EXERCISE GOAL: Edit the records below so that every "largest circle" becomes "biggest circle", with nothing else changed.

<<<<

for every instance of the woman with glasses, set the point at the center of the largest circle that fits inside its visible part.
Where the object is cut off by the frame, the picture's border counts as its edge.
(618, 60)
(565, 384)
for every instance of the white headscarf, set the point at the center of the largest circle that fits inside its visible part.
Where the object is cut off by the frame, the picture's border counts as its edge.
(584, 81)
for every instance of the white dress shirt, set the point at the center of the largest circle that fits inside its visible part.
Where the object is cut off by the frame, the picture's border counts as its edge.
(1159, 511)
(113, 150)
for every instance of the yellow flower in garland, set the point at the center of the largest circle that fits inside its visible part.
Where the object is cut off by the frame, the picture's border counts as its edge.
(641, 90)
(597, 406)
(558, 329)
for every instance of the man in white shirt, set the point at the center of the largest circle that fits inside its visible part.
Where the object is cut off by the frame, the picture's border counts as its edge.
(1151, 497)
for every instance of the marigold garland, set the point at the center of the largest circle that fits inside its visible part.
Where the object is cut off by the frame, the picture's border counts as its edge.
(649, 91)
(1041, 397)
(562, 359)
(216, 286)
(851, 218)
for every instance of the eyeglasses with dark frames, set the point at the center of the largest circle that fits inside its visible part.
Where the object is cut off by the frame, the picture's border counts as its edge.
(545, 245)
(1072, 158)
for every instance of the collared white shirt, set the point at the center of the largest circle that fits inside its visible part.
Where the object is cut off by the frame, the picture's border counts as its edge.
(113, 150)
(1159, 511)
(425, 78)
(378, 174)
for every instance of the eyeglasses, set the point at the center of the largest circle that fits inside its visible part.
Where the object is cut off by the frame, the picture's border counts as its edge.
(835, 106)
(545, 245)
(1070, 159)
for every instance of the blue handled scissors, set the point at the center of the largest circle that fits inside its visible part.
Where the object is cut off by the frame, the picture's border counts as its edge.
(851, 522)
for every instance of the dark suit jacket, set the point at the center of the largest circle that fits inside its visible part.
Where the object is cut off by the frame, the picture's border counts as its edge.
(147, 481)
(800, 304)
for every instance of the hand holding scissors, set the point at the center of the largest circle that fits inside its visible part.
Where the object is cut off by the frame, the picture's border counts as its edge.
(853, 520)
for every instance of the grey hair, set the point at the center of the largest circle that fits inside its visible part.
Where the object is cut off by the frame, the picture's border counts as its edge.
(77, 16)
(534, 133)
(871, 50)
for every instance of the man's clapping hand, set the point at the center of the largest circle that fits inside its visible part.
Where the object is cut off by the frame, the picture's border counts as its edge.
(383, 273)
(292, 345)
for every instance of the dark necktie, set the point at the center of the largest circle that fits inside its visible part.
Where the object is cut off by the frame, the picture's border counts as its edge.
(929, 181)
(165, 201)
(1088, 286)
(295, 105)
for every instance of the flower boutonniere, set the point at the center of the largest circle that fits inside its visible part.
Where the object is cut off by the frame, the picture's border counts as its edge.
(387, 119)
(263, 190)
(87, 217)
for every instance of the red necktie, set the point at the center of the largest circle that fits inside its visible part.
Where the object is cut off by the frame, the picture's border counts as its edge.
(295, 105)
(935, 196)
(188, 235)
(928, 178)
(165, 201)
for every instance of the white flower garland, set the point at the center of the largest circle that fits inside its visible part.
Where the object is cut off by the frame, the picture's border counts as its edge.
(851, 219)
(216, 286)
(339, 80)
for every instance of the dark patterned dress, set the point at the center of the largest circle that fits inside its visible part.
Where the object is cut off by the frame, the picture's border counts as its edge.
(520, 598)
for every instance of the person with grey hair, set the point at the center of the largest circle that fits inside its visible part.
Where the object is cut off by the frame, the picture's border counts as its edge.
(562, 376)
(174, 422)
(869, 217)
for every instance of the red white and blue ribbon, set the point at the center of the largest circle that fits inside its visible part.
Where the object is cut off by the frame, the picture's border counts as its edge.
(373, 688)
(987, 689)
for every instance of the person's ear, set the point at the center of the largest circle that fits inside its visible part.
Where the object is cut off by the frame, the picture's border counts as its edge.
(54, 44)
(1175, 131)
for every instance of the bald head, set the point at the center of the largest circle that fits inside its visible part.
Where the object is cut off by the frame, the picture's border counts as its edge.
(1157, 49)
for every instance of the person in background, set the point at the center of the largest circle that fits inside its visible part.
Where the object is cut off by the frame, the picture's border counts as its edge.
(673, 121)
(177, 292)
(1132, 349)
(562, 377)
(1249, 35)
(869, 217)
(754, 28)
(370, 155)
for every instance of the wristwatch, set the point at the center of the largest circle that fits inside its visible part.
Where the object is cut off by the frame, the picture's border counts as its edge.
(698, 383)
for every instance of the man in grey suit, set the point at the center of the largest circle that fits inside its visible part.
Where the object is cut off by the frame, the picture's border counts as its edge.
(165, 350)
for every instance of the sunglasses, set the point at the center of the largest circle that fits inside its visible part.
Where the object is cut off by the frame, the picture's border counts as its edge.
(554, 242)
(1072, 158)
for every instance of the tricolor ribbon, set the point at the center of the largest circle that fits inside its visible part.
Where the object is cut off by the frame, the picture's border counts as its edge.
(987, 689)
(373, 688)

>>>>

THE COMPLETED TASK:
for every instance of the woman with glasses, set the point at the center of the biggest circle that fits inside its visible part.
Where the object is cut off by the frame, the picture's border counts as its edge.
(618, 60)
(565, 384)
for every instance of the white headscarf, set the point at the center of the biggest circle that fits inside its visible part.
Where the object is cut off by the frame, the picture's border counts as its edge.
(584, 81)
for every instance of the white dress shirt, set the point at the center of the biggest circle that fits inside its visible part.
Where the object is cut off by the frame, the picture's border counts as its edge.
(1159, 511)
(113, 150)
for every instance of the yellow flower in garland, set the point at the center of the biggest circle that fits inside its visible part.
Where the object is cut off by the frame, the picture's border counts as its edge.
(641, 90)
(597, 406)
(558, 329)
for every instance of the man in white shirt, set the point at the center of the biggest circle that fits inside its visible part.
Where the object is cut off by the frame, the picture's border counts as its edge.
(1151, 497)
for every instance of the marigold garland, set the point at the center of the biggest circle that fits inside its visible part.
Where the object is cut off by the frame, the picture's border counts as its edge.
(649, 91)
(1041, 397)
(562, 359)
(216, 286)
(851, 218)
for every instance of the eyeglasses with dark frames, set the point at the center of the biggest circle that fits inside its visible part.
Where the object is cut off by the frame, the picture's border counts as its edge.
(545, 245)
(1072, 158)
for every instance of the collared white shirt, set the point at the center of the biggest circle that fits inside its visible part.
Where the object is cut off by the frame, the picture's border counts as its edge.
(113, 150)
(1159, 511)
(425, 78)
(378, 174)
for every instance of the eyeglasses, set the point at the center of the biggest circle that fits inside its visible part.
Where the object is cut off by the frame, the picture's border counts as its edge.
(835, 106)
(545, 245)
(1070, 159)
for every instance of the blue handled scissors, set the point at the center of the biggest circle that fits inside its visible part.
Where the object is cut off by the frame, the picture's border counts as its edge.
(851, 522)
for every instance of the dark suit jacket, set the point at the center of the biggest circle that fits inside its visible part.
Where the object is cut off by the frame, the picture's border counts as its edge.
(147, 481)
(800, 304)
for every instance of the hand holding scissors, set the point at the center of the biggest circle that fits inside its visible part.
Where the object is cut off by the frame, the picture's border counts as its edge.
(853, 520)
for every instance of the grey hair, set the point at the center of the biggest circle that fits inside its visible part.
Where the object is cut off by the frame, the picture's border counts as its edge.
(77, 16)
(534, 133)
(871, 50)
for every instance of the man's clapping hand, set the point at the center of the biggest circle that fits inside its visible part.
Where the object is cut off by the frame, the picture's border counts as its edge.
(383, 273)
(292, 345)
for every instance of the dark necktie, set the point at the center of the biggest circle that fits inside its visible part.
Where the object is cut off by the frame, the picture's border counts as its edge.
(929, 181)
(165, 201)
(1088, 286)
(295, 105)
for every instance of the flower boutonniere, set the point at the center of the biggest circle that fits inside its visible part.
Where the object is cut off by the frame, the picture's border counts as its edge.
(387, 119)
(263, 190)
(87, 217)
for every instance of the red necktie, set the point at the center of the biggest circle that fits inside its visible part.
Where the object is cut off by the frame, the picture's border counts as its edge.
(295, 105)
(935, 196)
(188, 235)
(928, 178)
(165, 201)
for every instance of the white flower garland, set the point at the center of the biggest circle that fits inside its visible part.
Where the object is cut off by the frame, the picture's border counts as its edge.
(851, 219)
(216, 286)
(339, 80)
for every instance of the dark patterned dress, set the point at the center of the biggest circle that fits inside its visible part.
Where the object is cut off by the frame, the picture's border counts as its edge.
(520, 598)
for every instance of the person with grey hair, set the point at the center of the biggest circle that fits inside its visible part.
Where the object is cut off by the frame, the picture's border counts as its edge.
(562, 376)
(174, 422)
(869, 217)
for every instance of the red white and blue ribbon, set the point at the center of the biggest circle that fits inside its visible part.
Where the object is cut off by the frame, the picture's border counts as its edge.
(373, 688)
(987, 689)
for every instance of the person's ear, set the point at the center of the biggest circle that fits inside its visible part.
Where the object is cut off by the frame, the picture's border counts as its edge.
(54, 44)
(1175, 131)
for every instance of the bald head, set the point at the center of the biggest circle that fits inside its visible part.
Where the object is cut off by the frame, the picture's border counts as its edge.
(1157, 49)
for every instance of the person in background, set the point at the center of the biggest circle that fits inside its visible part.
Where the object is cut off by the frame, the picture's border counts as its edge.
(673, 121)
(177, 292)
(1132, 349)
(562, 377)
(1249, 35)
(869, 217)
(754, 28)
(370, 155)
for every instance of the wristwatch, set the point at the center of the biggest circle that fits inside its visible part.
Where the object is cut off by the frame, the picture's border counts as its edge.
(698, 383)
for every instance of the man in grey suit, set the point at the center of the biggest circle that fits inside its visible part.
Where the object is cut off by the frame, the picture's border counts as its edge.
(165, 350)
for every instance of the sunglasses, set the point at the center of the biggest circle that fits inside its visible part.
Where the object is cut off by the frame, the picture's border counts as its edge.
(554, 242)
(1072, 158)
for every instance of the tricolor ribbon, set the point at the center of the biggest circle that fits inside its visible part.
Where the object is cut off by the frame, the picture's border counts as its edge.
(987, 689)
(373, 688)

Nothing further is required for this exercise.